### [WORK REQUEST]
Every line containing the string "reflection" should be returned from the records.
====== INPUT DATA
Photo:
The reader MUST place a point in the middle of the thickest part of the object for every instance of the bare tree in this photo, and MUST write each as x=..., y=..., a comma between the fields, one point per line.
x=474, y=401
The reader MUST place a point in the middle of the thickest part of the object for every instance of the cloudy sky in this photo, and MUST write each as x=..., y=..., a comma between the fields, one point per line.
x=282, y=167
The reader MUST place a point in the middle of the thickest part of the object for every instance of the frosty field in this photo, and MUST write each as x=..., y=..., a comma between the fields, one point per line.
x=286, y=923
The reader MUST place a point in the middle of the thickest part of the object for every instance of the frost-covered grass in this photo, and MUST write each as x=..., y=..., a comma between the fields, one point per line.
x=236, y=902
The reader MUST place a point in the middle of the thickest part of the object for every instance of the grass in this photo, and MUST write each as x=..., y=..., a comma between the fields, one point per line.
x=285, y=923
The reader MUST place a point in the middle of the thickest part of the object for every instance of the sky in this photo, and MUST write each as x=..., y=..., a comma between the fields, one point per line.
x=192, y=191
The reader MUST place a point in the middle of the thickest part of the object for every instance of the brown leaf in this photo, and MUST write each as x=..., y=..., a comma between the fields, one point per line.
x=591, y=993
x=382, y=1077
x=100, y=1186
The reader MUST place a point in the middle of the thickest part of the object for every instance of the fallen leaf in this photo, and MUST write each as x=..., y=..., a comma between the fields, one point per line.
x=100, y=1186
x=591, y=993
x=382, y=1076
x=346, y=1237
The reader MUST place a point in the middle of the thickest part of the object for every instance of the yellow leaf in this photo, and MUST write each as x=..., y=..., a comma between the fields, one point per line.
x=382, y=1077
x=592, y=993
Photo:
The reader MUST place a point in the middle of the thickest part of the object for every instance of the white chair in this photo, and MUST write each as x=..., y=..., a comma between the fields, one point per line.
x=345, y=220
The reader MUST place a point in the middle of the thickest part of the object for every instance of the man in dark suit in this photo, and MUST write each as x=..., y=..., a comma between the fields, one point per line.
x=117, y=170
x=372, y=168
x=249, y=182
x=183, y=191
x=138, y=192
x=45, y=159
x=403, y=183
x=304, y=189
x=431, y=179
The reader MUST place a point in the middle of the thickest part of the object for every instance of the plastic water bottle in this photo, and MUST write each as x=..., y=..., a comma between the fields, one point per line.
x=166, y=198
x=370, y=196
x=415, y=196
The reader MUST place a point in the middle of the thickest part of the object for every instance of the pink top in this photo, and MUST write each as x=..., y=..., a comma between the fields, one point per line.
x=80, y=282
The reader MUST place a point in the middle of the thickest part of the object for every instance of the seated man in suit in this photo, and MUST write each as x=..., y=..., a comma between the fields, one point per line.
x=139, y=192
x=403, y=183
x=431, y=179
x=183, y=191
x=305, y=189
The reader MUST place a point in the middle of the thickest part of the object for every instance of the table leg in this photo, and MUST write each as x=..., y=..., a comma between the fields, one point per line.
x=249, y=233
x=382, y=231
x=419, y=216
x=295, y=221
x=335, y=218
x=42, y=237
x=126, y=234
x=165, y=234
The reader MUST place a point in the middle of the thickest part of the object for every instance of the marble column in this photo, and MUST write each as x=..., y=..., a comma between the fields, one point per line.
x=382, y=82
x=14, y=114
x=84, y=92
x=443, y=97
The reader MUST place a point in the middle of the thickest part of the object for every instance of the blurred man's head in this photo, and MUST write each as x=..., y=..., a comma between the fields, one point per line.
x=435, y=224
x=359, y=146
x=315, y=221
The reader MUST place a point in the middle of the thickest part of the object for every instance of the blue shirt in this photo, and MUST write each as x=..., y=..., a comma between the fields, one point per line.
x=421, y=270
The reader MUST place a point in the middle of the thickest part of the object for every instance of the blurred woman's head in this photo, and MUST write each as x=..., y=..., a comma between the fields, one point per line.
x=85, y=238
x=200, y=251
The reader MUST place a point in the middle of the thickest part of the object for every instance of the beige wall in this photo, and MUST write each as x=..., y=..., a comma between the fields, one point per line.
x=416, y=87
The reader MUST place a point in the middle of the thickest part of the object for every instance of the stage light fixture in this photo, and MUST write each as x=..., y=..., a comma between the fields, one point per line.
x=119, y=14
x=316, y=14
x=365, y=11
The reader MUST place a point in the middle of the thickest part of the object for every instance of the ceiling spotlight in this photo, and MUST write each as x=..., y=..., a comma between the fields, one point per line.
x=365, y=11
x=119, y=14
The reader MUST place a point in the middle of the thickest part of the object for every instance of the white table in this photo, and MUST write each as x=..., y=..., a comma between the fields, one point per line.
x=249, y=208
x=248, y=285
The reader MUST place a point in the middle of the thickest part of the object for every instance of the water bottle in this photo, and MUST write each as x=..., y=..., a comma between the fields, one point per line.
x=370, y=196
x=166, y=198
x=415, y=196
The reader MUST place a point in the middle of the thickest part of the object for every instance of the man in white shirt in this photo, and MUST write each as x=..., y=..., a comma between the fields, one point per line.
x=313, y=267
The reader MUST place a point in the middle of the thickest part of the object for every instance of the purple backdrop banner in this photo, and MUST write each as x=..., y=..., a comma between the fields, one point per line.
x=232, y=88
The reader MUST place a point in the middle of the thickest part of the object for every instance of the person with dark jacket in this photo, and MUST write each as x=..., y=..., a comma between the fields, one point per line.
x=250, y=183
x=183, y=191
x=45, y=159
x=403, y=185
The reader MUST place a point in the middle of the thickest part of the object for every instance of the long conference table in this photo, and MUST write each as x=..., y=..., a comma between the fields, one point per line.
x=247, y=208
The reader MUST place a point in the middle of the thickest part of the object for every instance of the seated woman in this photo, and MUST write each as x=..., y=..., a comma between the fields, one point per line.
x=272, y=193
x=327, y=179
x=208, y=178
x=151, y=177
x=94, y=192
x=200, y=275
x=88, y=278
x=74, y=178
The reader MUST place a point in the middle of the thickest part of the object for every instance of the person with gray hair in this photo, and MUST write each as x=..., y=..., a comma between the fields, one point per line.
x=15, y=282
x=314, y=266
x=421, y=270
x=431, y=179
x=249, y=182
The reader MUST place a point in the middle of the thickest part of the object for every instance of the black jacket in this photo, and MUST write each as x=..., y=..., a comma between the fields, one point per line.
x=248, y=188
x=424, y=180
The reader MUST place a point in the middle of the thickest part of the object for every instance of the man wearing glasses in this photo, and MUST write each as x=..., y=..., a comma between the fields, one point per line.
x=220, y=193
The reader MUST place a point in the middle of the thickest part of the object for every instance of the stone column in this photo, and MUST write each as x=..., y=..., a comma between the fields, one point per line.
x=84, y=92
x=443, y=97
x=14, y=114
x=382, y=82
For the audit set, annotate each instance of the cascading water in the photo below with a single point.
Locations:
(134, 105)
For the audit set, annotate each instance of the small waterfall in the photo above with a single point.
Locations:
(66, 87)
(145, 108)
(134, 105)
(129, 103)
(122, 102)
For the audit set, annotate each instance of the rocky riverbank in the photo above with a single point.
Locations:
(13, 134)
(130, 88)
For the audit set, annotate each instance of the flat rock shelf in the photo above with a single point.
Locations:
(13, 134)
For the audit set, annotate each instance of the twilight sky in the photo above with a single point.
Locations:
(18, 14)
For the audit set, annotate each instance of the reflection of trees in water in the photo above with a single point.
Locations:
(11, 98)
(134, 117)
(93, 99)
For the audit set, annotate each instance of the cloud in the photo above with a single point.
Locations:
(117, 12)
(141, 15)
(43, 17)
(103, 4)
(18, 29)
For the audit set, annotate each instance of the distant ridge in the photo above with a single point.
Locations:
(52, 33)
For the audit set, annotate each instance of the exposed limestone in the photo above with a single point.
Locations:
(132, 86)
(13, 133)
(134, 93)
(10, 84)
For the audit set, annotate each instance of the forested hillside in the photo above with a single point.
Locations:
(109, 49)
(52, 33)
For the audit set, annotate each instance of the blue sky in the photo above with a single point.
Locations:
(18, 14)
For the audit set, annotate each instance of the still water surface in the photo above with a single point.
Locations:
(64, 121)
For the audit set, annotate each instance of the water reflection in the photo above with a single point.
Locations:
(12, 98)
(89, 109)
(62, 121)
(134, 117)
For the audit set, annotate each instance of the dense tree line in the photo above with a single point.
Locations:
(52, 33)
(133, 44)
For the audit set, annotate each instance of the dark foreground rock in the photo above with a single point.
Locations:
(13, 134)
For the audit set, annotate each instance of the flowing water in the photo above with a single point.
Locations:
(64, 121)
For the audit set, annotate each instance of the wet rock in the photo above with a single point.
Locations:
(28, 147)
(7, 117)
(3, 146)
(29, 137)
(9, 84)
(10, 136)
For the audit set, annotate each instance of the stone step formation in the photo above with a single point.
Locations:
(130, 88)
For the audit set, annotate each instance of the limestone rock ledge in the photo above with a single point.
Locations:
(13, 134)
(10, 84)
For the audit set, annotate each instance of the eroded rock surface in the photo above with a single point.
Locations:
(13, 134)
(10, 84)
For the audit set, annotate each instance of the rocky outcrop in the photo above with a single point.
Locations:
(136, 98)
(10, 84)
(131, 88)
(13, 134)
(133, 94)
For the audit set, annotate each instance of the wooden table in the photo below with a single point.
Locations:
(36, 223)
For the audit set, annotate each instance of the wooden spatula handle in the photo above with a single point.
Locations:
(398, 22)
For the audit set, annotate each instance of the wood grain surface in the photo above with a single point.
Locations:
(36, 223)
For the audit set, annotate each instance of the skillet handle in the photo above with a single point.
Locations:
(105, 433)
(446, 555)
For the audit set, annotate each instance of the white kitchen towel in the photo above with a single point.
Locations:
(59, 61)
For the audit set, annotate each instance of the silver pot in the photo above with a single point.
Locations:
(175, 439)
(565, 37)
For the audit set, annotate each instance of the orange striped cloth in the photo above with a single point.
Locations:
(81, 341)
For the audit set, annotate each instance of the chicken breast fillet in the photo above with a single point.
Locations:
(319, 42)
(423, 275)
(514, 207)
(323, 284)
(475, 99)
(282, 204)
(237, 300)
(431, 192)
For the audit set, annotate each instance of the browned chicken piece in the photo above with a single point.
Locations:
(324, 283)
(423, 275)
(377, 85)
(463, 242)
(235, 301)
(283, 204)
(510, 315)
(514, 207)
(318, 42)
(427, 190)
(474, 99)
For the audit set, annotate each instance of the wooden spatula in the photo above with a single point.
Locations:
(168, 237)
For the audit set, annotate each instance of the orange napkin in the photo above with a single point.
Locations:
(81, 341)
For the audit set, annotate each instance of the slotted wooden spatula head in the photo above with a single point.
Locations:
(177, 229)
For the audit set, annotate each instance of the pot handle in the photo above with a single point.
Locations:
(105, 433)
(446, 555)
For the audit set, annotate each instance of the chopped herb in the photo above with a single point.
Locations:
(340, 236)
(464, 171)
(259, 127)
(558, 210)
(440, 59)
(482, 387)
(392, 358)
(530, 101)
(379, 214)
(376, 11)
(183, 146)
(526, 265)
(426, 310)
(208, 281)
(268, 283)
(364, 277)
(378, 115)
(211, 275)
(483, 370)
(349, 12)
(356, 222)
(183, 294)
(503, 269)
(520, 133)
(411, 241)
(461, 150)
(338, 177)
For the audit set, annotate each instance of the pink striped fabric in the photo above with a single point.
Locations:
============
### [SOLUTION TO THIS TASK]
For the audit set, annotate each instance of the reflection of trees in water in the photo above with a single point.
For the audit set, annotate each instance of the water reflection in the photo above with a single point.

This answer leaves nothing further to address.